## Document segment:
==*==
Vinson and Dennis (
1) provide a troubling analysis of the failure of the U.S. mental health care system in caring for Black and Brown people with serious mental illnesses. The authors focus on the overrepresentation of individuals with serious mental illnesses in the criminal legal system and the gap in health care coverage created by the interplay of systemic racism and public policy, which lays the foundation of limiting mental health care providers. This, combined with individual racism and biases, further restricts access to mental health care.
One gap in coverage arises from the Inmate Exclusion Policy (IEP) that has excluded people involved with the criminal legal system from Medicaid coverage since the passage of Medicaid and Medicare in 1965. The IEP prohibits Medicaid reimbursement for individuals detained for >30 days, even if detained because they cannot afford bail or criminal charges have not yet been filed. This policy renders many Medicaid-covered jail detainees medically indigent. States must then scramble to reinstate coverage when a detainee is released. This exclusion disproportionately harms individuals from Black and Brown communities and symbolizes a complex interplay of the systemically racist judicial, medical, and housing systems and public policies.
==*==
## Work to complete:
1/ According to the commentary, how long must an individual be detained before the Inmate Exclusion Policy prohibits Medicaid reimbursement?
2/ Repeat, word for word, the part of the commentary from "One gap in coverage" to "and public policies.".
Rely solely on the commentary itself.
==*==
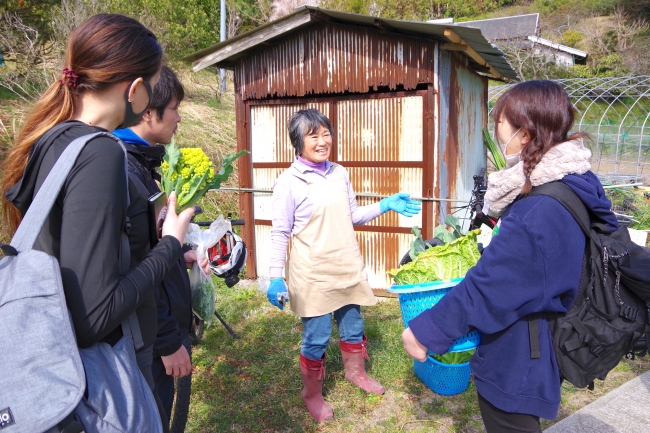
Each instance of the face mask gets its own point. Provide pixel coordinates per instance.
(514, 158)
(131, 118)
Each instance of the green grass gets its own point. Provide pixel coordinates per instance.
(253, 384)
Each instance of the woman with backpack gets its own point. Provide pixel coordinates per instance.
(532, 265)
(112, 62)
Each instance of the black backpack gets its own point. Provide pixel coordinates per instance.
(611, 310)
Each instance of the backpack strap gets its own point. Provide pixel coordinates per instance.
(31, 225)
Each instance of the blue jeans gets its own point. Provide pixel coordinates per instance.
(317, 330)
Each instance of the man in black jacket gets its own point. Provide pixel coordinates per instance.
(173, 296)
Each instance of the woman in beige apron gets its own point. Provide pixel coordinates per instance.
(314, 206)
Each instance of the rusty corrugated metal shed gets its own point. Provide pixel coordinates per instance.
(469, 41)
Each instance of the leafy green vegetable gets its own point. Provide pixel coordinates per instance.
(454, 223)
(441, 232)
(444, 262)
(497, 157)
(454, 357)
(418, 245)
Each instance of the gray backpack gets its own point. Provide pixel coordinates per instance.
(48, 384)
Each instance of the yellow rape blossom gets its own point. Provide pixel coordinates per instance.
(190, 173)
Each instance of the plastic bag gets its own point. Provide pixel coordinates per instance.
(203, 296)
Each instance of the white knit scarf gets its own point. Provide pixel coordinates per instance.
(569, 157)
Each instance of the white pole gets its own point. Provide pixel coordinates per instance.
(222, 37)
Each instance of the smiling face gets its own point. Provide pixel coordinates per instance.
(317, 145)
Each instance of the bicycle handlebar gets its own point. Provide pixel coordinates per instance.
(239, 222)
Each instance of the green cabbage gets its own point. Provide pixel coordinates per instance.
(454, 357)
(444, 262)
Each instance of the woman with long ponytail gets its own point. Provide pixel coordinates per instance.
(111, 64)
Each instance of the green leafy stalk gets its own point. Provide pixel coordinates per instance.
(225, 170)
(172, 156)
(497, 157)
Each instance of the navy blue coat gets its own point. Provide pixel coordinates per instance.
(532, 265)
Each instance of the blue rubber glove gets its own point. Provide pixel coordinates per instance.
(276, 287)
(401, 204)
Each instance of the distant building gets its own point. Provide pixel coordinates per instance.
(523, 30)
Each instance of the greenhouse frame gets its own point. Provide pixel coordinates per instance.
(616, 112)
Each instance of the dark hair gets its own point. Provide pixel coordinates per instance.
(104, 50)
(305, 122)
(167, 88)
(544, 110)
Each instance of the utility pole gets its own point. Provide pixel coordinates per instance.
(222, 37)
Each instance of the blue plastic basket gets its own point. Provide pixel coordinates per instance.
(445, 379)
(416, 298)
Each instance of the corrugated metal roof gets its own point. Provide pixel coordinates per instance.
(559, 47)
(494, 29)
(225, 54)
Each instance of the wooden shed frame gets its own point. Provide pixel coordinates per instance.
(345, 63)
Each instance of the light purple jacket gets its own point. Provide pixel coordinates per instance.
(292, 208)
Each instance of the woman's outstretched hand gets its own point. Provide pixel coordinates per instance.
(176, 225)
(400, 203)
(413, 347)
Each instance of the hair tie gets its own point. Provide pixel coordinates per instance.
(73, 79)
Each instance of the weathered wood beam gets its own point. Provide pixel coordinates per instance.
(454, 47)
(471, 52)
(250, 41)
(382, 25)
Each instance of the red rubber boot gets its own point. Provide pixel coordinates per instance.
(313, 374)
(354, 356)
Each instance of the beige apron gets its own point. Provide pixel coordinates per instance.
(325, 270)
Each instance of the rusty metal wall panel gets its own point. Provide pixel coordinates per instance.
(382, 252)
(264, 178)
(470, 92)
(269, 135)
(463, 116)
(330, 58)
(387, 181)
(387, 129)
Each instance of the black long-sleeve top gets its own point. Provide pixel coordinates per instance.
(84, 230)
(173, 296)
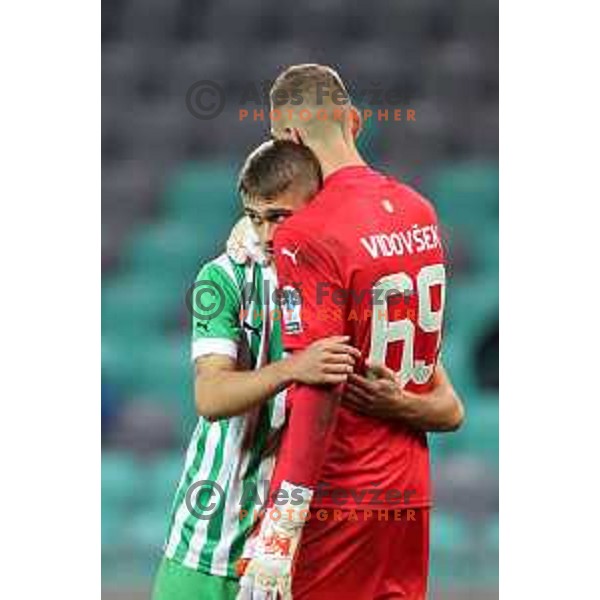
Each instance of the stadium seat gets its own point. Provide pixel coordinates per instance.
(481, 428)
(450, 545)
(121, 478)
(146, 529)
(465, 193)
(201, 191)
(138, 303)
(163, 478)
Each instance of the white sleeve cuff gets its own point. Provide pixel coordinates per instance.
(204, 346)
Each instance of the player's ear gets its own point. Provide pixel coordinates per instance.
(296, 136)
(355, 122)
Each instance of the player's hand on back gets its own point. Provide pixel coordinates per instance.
(325, 362)
(378, 395)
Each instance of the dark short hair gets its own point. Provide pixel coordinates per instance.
(279, 165)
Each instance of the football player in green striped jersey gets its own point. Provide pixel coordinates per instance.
(241, 378)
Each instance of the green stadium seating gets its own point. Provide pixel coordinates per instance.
(172, 250)
(122, 480)
(465, 193)
(202, 189)
(138, 303)
(154, 366)
(111, 523)
(163, 478)
(450, 545)
(146, 530)
(481, 428)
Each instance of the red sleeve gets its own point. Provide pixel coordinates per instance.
(307, 277)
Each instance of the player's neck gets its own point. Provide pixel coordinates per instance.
(332, 162)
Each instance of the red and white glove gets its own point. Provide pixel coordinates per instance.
(268, 573)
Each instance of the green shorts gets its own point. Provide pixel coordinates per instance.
(176, 582)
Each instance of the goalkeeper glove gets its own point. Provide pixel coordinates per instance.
(268, 573)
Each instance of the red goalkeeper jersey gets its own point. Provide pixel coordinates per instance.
(367, 260)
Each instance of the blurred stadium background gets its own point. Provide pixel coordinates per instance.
(168, 185)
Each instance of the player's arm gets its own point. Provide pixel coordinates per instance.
(222, 387)
(223, 390)
(441, 409)
(311, 422)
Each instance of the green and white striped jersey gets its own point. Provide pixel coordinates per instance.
(236, 453)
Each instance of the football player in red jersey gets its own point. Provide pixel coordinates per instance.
(367, 258)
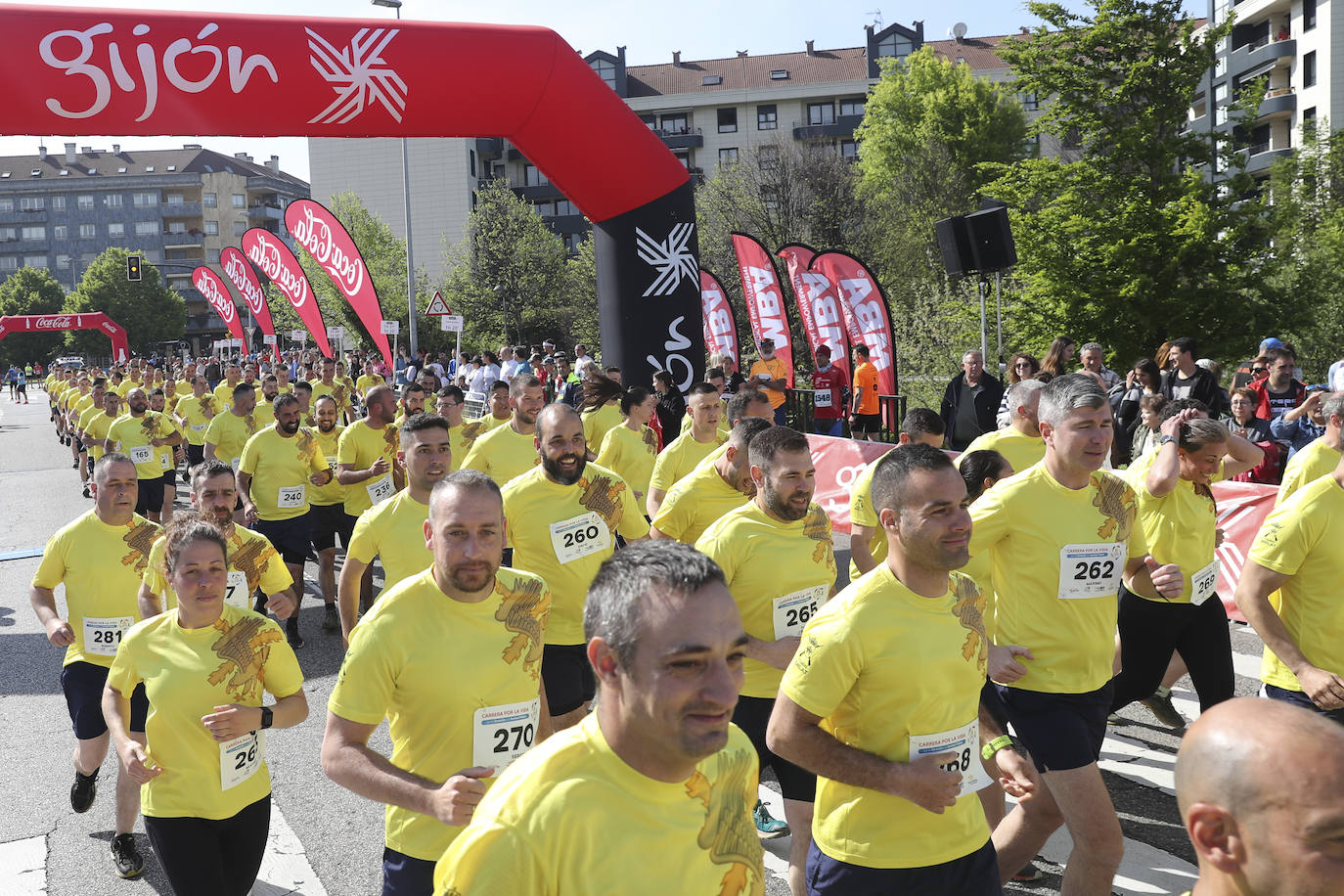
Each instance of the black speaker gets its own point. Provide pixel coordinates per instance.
(955, 242)
(991, 240)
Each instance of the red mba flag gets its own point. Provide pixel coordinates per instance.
(765, 298)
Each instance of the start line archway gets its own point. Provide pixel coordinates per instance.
(140, 72)
(58, 323)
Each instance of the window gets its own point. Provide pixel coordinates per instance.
(851, 107)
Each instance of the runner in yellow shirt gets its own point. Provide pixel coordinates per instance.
(779, 560)
(882, 702)
(252, 563)
(1289, 593)
(1062, 538)
(446, 741)
(564, 517)
(657, 767)
(279, 465)
(509, 452)
(98, 558)
(204, 759)
(711, 489)
(390, 531)
(686, 452)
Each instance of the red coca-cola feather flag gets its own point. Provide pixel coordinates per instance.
(273, 258)
(241, 274)
(764, 298)
(330, 244)
(207, 284)
(819, 306)
(865, 310)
==*==
## Response list:
1/ More than 30 days.

2/
One gap in coverage arises from the Inmate Exclusion Policy (IEP) that has excluded people involved with the criminal legal system from Medicaid coverage since the passage of Medicaid and Medicare in 1965. The IEP prohibits Medicaid reimbursement for individuals detained for >30 days, even if detained because they cannot afford bail or criminal charges have not yet been filed. This policy renders many Medicaid-covered jail detainees medically indigent. States must then scramble to reinstate coverage when a detainee is released. This exclusion disproportionately harms individuals from Black and Brown communities and symbolizes a complex interplay of the systemically racist judicial, medical, and housing systems and public policies.